- **Selected passage**:
--------------------

Re: jsonb format is pessimal for toast compression

Поиск
Список
Период
Сортировка
От Arthur Silva
Тема Re: jsonb format is pessimal for toast compression
Дата
Msg-id CAO_YK0VzGrtndbQiUL67-aRxD0t2-YsC9KREgZmJCOJAz6AKhg@mail.gmail.com
обсуждение исходный текст
Ответ на Re: jsonb format is pessimal for toast compression  (Josh Berkus <josh@agliodbs.com>)
Ответы Re: jsonb format is pessimal for toast compression  (Arthur Silva <arthurprs@gmail.com>)
Список pgsql-hackers

On Thu, Sep 11, 2014 at 10:01 PM, Josh Berkus <josh@agliodbs.com> wrote:
So, I finally got time to test Tom's latest patch on this.

TLDR: we want to go with Tom's latest patch and release beta3.

Figures:

So I tested HEAD against the latest lengths patch.  Per Arthur Silva, I
checked uncompressed times for JSONB against compressed times.  This
changed the picture considerably.

--------------------

- **Stored records**:
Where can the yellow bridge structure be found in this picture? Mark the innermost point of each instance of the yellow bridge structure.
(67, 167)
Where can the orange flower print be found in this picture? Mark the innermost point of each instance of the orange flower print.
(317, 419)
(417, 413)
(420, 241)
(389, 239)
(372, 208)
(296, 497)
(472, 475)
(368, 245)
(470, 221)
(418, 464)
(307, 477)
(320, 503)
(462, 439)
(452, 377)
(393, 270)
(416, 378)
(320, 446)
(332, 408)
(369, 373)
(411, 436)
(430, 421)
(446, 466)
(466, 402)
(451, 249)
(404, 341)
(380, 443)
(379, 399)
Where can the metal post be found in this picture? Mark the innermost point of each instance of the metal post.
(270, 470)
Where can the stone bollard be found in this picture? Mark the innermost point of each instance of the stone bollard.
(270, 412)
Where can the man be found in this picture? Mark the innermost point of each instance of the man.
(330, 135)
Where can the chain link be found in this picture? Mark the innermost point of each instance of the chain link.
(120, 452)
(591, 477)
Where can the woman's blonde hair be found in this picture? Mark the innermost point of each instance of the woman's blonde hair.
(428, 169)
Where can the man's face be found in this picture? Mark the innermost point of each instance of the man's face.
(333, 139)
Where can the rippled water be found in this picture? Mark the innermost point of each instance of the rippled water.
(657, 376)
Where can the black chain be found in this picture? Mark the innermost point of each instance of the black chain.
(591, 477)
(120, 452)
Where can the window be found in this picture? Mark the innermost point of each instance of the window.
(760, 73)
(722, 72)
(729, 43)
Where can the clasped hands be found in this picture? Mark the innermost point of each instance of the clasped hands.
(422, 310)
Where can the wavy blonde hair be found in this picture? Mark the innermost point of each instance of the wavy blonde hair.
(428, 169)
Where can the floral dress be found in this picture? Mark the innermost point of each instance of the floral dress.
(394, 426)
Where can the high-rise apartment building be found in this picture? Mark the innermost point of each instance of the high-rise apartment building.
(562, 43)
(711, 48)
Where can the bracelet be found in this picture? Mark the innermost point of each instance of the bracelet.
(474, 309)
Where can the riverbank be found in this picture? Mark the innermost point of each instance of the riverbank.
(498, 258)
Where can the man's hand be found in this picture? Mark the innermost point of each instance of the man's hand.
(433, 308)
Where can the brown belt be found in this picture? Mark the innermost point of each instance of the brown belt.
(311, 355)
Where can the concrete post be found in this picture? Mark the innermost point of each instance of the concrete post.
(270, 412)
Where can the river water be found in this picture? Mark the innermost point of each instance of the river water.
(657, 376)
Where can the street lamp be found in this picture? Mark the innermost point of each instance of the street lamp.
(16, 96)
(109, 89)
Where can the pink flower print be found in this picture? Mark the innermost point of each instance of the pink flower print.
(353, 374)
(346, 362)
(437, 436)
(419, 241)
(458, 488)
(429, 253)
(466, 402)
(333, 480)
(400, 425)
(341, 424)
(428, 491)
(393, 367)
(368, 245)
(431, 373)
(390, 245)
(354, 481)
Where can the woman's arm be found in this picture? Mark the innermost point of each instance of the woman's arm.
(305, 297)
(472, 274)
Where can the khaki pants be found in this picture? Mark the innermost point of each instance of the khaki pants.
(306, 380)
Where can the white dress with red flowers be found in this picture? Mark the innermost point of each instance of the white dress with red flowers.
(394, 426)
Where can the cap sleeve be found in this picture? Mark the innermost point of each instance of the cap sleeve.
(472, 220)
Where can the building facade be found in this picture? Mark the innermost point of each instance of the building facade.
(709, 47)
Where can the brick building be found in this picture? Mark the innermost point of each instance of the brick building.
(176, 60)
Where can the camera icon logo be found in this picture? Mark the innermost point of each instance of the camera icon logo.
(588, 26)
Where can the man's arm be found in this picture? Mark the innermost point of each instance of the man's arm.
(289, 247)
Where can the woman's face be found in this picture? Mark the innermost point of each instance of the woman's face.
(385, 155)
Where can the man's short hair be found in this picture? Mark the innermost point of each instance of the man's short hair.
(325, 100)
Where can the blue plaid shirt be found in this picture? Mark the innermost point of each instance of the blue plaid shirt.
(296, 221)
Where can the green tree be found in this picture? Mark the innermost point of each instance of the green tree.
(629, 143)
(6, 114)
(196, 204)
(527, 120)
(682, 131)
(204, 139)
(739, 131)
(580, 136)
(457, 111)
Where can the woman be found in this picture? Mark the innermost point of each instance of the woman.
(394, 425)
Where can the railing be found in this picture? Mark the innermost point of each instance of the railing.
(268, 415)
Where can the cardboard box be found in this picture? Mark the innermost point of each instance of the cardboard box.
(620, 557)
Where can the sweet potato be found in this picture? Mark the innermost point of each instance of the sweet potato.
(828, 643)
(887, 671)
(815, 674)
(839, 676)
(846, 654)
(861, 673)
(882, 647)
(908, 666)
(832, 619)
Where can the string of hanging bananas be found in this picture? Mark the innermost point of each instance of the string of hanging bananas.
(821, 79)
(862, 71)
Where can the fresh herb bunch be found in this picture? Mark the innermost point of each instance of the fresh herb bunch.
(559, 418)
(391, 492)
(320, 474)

--------------------

- **Challenges**:
• A. List every person named in the message about jsonb and toast compression, including its header lines.
• B. Using the message about jsonb and toast compression, decide whether each statement agrees with it. Answer yes or no for each and quote the words that decide it. (i) Josh Berkus recommends going with Tom's latest patch and releasing beta3. (ii) The testing compared uncompressed JSONB times with compressed times. (iii) Checking uncompressed times left the picture largely unchanged.
• C. In the message about jsonb and toast compression, rewrite the paragraph beginning "So I tested HEAD" as a short bulleted list that keeps its main facts.

- **The solutions**:
• A. Arthur Silva, Josh Berkus, Tom

• B.
(i) Yes: "TLDR: we want to go with Tom's latest patch and release beta3."
(ii) Yes: "I checked uncompressed times for JSONB against compressed times."
(iii) No: "This changed the picture considerably."

• C.
- HEAD was tested against the latest lengths patch.
- As Arthur Silva suggested, uncompressed JSONB times were compared with compressed times.
- This comparison changed the picture considerably.